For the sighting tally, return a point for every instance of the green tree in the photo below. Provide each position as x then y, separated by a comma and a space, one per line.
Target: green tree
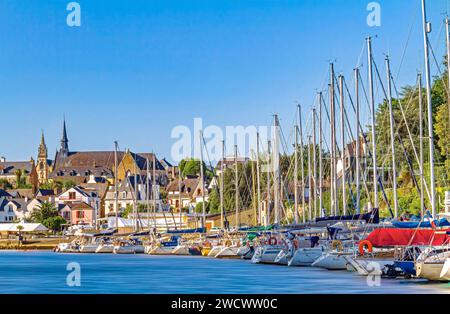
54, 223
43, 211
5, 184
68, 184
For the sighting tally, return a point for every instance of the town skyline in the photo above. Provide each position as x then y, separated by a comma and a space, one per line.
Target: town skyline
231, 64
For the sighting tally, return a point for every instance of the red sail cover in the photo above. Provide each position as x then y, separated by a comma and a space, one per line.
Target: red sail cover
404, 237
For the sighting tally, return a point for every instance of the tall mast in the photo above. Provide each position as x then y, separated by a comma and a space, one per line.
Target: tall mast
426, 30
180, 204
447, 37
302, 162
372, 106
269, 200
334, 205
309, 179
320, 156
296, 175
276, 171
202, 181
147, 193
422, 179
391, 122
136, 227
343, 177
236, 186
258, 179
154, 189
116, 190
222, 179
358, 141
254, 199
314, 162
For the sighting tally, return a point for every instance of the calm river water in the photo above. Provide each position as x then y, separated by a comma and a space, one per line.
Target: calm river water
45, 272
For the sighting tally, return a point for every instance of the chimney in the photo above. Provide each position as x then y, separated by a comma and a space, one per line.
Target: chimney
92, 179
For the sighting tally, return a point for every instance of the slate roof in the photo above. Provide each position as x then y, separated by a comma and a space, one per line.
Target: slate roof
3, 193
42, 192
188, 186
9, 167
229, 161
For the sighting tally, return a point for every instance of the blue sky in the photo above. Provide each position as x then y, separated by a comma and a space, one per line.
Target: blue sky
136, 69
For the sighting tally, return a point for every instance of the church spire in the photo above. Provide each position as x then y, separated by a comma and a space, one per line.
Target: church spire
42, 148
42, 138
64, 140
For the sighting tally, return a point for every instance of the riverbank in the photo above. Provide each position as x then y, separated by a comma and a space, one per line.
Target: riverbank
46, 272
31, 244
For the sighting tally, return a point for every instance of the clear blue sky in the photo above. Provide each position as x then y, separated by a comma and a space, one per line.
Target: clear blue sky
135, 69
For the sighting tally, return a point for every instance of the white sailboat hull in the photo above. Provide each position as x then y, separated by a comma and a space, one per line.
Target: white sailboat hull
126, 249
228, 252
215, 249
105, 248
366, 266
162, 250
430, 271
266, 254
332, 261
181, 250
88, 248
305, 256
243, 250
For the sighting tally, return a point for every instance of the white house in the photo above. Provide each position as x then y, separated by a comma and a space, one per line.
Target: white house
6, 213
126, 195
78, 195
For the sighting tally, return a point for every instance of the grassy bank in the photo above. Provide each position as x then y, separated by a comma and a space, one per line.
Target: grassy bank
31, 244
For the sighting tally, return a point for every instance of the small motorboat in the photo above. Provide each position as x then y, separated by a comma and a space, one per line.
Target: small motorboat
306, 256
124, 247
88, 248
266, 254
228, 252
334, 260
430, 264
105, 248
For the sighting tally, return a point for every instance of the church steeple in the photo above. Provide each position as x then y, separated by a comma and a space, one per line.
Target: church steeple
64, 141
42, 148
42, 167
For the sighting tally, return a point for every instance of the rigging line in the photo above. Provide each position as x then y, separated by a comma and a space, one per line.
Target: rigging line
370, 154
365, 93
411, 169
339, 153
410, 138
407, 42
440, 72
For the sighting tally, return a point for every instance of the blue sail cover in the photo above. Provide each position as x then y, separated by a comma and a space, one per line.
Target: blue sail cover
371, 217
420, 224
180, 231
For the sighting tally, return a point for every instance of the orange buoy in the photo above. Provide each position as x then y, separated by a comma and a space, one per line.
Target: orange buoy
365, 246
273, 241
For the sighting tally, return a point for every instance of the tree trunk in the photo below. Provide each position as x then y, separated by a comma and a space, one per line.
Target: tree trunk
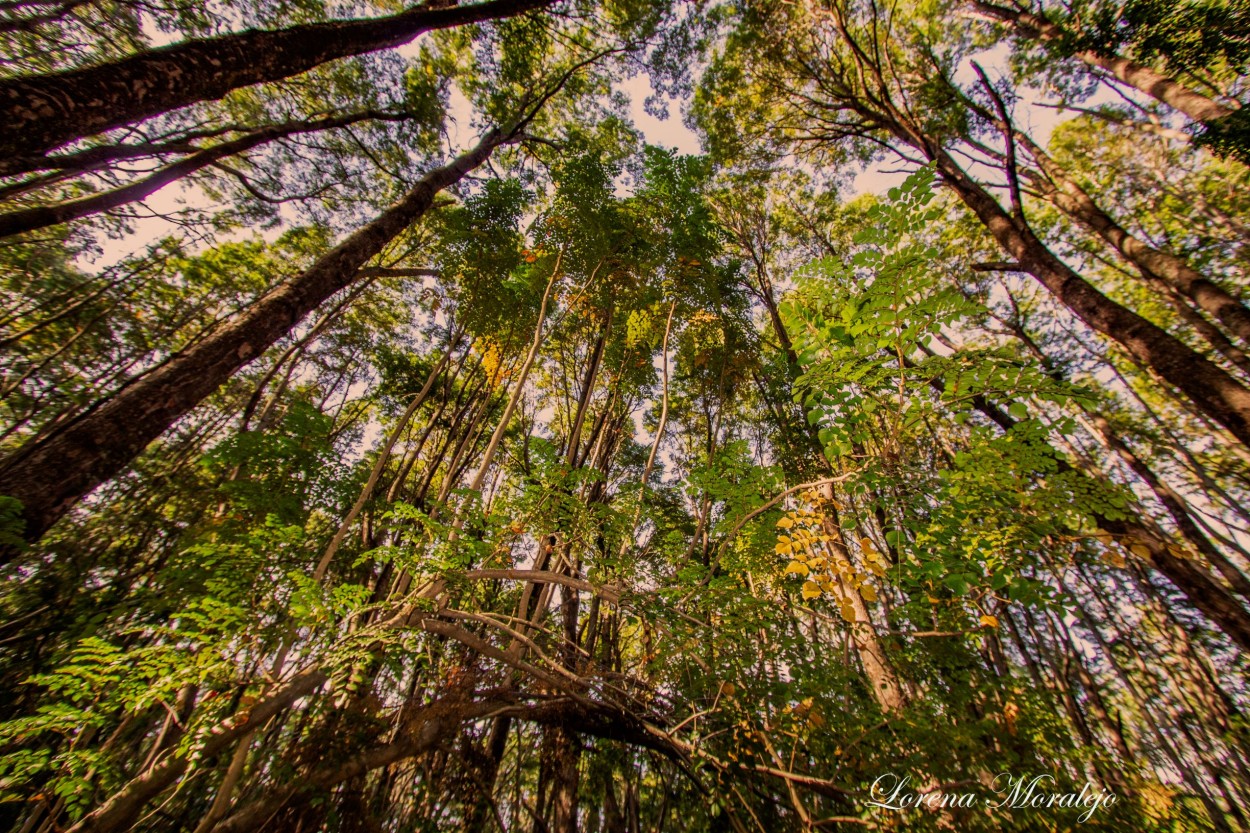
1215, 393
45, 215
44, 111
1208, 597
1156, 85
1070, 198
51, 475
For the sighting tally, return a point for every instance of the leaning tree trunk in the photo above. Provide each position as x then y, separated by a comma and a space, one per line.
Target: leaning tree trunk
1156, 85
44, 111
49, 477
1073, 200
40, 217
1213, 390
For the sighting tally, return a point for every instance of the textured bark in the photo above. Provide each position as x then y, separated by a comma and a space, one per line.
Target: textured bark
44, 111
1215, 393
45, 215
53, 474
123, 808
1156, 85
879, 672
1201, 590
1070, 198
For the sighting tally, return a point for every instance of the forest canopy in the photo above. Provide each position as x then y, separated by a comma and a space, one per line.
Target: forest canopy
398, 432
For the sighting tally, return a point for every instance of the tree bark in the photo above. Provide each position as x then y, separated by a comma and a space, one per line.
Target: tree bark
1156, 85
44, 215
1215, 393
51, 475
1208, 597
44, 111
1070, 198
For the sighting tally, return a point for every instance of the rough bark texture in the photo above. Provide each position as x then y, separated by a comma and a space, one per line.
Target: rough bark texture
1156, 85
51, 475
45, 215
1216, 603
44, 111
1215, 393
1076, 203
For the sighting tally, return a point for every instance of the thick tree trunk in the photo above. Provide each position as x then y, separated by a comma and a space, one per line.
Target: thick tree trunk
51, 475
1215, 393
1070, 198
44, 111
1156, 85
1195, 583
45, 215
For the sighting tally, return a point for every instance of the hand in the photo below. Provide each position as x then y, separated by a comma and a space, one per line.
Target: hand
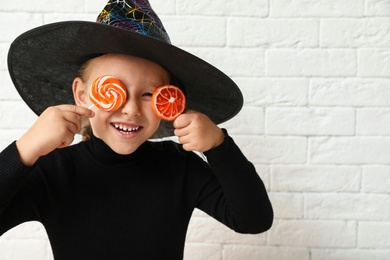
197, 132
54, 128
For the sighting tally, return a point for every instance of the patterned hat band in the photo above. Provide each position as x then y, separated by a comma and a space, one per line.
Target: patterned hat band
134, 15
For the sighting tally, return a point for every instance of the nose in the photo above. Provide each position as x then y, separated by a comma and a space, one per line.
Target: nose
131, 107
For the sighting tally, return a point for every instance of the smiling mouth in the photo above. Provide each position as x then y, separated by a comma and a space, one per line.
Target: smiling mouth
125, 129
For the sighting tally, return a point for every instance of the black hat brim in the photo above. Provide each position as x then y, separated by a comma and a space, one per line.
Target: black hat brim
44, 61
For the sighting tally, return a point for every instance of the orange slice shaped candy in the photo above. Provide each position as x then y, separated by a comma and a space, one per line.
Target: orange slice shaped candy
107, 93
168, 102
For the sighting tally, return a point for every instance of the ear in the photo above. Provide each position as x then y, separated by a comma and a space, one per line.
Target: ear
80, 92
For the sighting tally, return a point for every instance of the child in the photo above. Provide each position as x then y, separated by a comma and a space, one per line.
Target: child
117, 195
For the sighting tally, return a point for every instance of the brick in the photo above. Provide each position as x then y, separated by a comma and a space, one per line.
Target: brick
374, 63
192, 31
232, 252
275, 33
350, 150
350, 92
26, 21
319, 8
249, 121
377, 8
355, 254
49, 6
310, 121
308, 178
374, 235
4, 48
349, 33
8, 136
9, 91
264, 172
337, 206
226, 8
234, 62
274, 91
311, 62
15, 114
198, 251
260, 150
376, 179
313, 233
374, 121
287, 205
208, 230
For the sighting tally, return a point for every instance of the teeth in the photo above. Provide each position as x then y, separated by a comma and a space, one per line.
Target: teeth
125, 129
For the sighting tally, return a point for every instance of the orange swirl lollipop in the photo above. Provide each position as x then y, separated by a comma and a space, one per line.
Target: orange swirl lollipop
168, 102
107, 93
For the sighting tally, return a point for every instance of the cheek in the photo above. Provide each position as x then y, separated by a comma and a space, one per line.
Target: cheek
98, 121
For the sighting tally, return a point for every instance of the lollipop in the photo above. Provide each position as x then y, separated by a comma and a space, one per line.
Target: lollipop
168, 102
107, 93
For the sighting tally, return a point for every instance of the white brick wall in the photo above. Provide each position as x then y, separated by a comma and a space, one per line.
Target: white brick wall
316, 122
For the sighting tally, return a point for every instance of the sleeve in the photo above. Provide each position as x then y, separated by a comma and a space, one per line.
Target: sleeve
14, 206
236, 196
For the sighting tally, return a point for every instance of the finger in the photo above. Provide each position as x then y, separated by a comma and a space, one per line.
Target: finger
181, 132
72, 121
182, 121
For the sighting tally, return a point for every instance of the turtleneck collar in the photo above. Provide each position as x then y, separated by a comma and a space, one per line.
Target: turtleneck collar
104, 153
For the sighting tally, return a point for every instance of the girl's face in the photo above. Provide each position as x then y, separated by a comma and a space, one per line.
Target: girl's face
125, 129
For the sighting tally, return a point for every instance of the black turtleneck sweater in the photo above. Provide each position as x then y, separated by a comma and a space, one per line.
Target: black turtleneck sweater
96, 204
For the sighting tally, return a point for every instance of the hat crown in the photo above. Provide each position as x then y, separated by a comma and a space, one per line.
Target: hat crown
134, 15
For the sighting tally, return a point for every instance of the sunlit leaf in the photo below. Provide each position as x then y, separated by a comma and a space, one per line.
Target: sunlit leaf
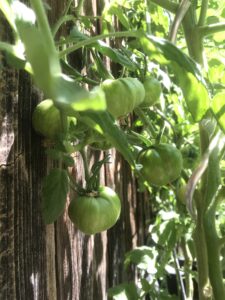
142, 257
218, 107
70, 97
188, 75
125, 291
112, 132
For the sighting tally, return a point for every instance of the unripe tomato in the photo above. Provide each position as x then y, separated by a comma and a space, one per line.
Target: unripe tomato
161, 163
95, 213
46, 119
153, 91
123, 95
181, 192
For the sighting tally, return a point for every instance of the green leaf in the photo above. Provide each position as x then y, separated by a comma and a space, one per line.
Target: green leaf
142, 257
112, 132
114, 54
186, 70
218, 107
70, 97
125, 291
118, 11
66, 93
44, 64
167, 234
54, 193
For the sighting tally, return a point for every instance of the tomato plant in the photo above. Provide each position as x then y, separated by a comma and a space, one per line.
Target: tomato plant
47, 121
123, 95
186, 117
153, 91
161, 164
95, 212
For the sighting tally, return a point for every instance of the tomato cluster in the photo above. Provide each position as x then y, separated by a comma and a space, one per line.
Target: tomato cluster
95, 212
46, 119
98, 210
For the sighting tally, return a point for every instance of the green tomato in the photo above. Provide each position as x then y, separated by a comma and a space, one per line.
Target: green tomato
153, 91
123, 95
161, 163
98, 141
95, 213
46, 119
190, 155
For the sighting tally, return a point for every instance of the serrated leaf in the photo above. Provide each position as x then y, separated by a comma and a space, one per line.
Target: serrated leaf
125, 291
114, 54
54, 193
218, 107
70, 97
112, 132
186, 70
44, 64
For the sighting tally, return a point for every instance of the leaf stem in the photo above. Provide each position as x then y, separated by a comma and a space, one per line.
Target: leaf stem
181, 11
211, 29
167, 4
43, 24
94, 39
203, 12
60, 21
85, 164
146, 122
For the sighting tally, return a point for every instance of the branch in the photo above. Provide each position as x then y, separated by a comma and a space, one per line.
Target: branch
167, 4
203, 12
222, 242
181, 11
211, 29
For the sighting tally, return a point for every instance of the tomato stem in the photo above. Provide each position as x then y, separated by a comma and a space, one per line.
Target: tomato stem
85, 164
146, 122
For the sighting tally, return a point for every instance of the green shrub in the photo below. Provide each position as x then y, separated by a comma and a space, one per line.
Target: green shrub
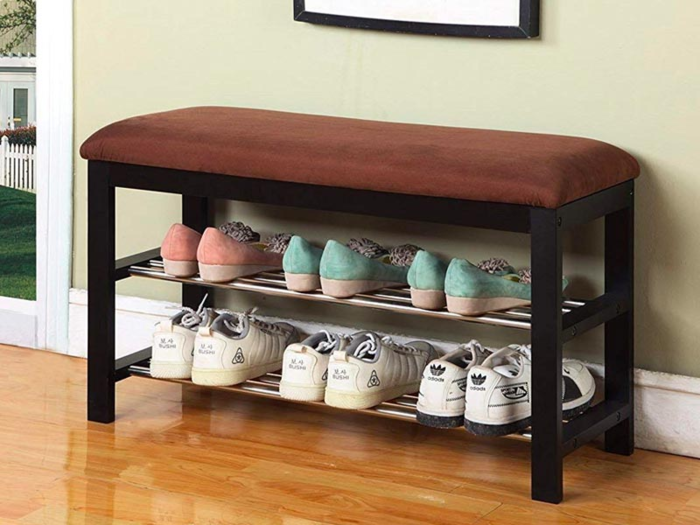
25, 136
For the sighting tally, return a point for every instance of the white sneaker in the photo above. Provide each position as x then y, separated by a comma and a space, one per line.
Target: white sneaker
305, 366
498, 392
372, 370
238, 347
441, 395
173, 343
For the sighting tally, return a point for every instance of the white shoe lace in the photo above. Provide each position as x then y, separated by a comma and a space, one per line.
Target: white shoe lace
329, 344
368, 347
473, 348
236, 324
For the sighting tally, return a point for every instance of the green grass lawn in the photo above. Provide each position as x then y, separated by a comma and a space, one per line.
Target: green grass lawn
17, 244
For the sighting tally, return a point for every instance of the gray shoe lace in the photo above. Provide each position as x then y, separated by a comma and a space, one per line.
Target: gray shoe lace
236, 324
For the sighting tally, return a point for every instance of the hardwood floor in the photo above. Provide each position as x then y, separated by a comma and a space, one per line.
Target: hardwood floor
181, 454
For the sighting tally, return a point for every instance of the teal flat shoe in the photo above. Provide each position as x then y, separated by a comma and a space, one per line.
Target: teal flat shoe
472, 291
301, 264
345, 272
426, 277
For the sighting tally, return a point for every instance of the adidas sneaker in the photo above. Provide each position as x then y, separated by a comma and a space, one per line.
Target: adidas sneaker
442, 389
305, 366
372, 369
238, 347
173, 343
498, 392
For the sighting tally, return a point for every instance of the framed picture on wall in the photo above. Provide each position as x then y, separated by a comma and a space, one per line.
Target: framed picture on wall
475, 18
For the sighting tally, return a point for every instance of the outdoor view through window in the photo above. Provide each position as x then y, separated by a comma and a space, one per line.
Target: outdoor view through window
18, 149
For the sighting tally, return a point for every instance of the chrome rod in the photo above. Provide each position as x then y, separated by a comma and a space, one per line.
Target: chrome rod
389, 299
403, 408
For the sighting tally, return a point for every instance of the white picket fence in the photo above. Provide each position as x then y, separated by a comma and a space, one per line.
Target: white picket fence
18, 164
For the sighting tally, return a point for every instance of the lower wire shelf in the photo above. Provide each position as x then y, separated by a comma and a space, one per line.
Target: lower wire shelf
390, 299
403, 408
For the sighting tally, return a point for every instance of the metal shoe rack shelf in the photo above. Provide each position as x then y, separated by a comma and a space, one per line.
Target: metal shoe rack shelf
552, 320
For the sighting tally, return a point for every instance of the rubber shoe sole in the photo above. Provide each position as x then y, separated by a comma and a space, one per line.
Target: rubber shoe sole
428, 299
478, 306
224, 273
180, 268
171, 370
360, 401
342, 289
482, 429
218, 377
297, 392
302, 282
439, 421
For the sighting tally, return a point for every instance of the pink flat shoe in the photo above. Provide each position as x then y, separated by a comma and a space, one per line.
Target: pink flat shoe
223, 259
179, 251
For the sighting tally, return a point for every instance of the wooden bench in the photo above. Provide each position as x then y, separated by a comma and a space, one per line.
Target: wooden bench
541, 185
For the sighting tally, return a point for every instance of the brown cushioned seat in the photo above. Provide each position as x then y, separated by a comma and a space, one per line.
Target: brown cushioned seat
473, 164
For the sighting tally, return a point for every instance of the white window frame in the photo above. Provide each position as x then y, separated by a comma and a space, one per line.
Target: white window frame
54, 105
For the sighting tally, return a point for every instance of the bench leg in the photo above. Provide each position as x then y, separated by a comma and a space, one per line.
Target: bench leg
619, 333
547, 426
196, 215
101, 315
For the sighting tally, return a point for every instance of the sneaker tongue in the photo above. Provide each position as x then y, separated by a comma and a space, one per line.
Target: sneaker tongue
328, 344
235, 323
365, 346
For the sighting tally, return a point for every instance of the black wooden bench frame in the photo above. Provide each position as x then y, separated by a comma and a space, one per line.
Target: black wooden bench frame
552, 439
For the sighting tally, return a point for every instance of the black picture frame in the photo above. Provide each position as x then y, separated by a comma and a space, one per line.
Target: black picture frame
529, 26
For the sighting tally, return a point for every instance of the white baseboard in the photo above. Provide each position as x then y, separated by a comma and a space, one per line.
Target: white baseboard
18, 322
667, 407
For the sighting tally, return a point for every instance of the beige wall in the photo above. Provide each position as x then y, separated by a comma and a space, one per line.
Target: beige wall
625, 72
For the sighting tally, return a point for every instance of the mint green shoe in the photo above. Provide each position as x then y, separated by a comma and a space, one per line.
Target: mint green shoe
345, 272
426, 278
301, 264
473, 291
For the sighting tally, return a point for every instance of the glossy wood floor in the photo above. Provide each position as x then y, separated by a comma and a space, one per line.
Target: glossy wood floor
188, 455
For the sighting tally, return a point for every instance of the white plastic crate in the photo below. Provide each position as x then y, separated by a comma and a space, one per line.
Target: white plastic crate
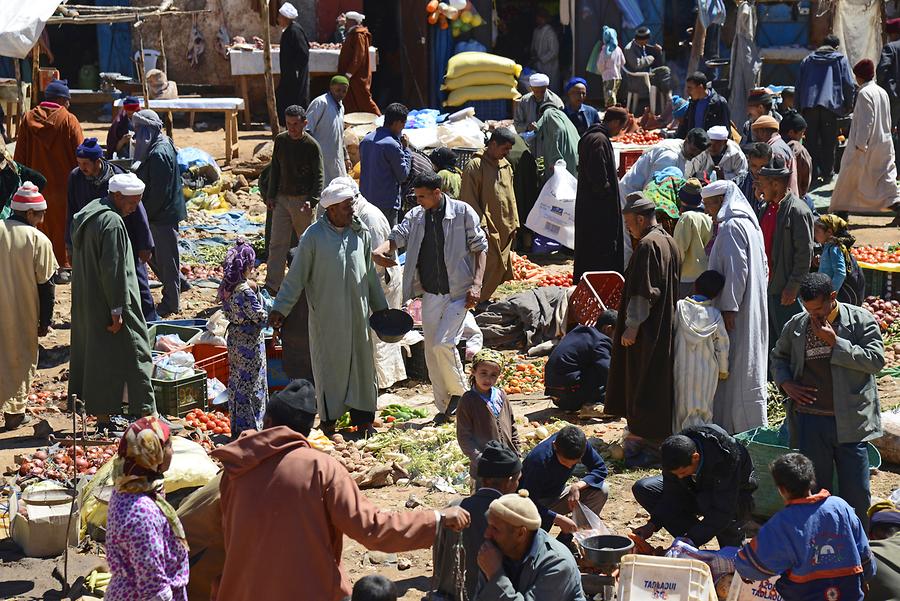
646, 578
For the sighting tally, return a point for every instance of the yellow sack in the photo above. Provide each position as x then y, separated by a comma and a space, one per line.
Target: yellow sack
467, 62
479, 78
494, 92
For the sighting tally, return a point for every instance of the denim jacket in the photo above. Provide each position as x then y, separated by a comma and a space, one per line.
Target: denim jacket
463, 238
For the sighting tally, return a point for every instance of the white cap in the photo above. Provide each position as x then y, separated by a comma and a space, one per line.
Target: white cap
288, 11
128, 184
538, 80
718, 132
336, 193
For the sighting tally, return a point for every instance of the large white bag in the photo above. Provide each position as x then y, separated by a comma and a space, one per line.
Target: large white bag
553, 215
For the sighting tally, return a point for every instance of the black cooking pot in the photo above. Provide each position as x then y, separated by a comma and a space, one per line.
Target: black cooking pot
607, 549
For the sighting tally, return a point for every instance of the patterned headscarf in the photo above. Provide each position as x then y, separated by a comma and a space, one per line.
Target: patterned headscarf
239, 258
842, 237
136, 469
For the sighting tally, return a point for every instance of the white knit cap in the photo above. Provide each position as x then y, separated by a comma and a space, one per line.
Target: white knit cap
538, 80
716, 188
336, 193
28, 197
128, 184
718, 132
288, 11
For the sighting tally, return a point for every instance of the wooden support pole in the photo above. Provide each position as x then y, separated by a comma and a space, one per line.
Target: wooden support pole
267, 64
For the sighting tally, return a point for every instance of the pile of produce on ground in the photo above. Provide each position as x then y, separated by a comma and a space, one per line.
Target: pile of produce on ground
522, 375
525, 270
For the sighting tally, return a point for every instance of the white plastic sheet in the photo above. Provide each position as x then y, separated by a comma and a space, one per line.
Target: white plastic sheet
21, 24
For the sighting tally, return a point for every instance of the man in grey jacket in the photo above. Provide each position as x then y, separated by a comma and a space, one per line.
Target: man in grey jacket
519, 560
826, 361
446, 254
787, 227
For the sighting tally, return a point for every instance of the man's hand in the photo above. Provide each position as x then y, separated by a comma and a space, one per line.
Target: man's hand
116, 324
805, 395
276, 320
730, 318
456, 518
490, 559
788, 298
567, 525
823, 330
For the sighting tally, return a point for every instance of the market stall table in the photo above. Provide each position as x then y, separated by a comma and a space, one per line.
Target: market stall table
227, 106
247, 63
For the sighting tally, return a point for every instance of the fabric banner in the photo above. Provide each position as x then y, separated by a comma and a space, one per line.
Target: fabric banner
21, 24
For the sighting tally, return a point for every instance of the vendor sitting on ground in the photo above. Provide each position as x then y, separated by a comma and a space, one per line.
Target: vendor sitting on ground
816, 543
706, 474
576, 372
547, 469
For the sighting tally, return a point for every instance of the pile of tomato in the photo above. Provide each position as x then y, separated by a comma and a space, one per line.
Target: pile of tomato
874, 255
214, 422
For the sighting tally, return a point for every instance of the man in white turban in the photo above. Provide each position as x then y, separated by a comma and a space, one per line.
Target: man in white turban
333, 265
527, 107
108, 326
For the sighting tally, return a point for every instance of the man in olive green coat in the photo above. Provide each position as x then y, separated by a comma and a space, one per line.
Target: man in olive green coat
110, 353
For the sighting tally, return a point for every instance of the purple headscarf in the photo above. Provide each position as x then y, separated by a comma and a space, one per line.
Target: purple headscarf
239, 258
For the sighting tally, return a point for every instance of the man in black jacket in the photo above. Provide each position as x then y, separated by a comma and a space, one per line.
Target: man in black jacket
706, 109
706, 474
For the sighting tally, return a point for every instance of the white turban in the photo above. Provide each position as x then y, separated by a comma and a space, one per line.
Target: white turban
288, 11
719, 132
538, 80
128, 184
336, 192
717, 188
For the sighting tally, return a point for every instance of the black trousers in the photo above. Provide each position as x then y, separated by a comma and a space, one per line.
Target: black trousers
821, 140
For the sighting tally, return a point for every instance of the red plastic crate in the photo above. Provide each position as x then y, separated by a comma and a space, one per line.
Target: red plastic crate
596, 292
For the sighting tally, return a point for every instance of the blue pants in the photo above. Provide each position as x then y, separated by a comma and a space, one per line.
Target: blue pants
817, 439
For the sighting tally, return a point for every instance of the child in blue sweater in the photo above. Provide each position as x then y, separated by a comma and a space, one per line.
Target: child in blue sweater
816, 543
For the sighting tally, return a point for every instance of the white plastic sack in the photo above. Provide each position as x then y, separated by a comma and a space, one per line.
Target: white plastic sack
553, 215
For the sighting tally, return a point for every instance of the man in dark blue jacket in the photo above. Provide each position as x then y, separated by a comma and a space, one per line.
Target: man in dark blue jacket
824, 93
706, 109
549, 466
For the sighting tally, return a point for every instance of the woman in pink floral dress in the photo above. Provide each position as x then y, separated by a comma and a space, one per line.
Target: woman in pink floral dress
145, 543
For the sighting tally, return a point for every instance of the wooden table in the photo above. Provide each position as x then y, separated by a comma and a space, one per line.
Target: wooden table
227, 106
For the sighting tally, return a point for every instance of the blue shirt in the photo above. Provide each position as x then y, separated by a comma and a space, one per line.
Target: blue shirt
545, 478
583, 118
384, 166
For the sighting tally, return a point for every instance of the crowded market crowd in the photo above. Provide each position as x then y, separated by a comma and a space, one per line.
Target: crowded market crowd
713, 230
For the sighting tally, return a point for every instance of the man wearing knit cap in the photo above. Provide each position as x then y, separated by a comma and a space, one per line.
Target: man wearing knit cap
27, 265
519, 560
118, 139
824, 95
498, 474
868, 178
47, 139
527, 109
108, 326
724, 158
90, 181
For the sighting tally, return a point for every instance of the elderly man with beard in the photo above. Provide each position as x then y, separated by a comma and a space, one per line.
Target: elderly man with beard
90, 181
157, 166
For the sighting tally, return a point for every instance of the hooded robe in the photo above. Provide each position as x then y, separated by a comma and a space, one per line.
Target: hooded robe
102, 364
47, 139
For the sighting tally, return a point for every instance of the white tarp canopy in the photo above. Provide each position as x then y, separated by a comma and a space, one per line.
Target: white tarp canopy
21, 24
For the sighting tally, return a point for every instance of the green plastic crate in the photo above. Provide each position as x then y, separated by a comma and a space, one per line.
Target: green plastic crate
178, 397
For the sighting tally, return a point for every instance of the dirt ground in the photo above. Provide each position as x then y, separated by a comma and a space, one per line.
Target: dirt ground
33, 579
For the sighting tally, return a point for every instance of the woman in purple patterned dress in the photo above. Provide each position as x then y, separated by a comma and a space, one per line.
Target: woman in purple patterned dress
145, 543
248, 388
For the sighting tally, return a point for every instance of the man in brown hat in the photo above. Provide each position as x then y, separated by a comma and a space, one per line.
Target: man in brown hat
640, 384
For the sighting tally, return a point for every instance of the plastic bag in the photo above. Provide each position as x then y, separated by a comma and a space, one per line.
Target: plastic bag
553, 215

Given problem:
Could you give the lines above, starting at the one containing "of the hooded" and ending at the last line, as a two-column CSV with the headers ask and reply? Use one row per ask with its reply, and put each value in a single quoted field with line breaks turned into spaces.

The reply:
ask,reply
"For the sighting tally, return a point for every instance of the hooded robe in the photo above. Provide each position as x then y, separated by a comma and a space, one per line. Target: hooded robe","102, 364 47, 139"
"For the sighting tally, return a point for every instance of the white tarp canopy in the photo above. Provide each position as x then y, separated by a comma and a space, one per line. Target: white tarp canopy","21, 24"
"For the sighting tally, return a point for every instance of the green plastic crate in the photo above. Provide each position as x then y, separated by a comma and a space, one per line. Target: green plastic crate","178, 397"
"For the sighting tally, return a point for every instance of the dirt ground in the photo above. Provide each position as x then y, separated by a comma and a space, one per line. Target: dirt ground","33, 579"
"For the sighting tally, return a point for every instance of the woman in purple patterned dress in the photo above. Provide each position as x then y, separated by a comma and a space, one per line. Target: woman in purple patterned dress","145, 543 248, 388"
"For the sighting tally, return a point for every instance of the man in brown hat in the photo above. Provide each position as x then y, separated by a comma and a space, one per line. Target: man in brown hat","640, 384"
"For the sighting tally, return a point for every instance of the plastic bag in the photo above. Provide each position as x then y, separated by a comma and a space, one per line. Target: plastic bag","553, 215"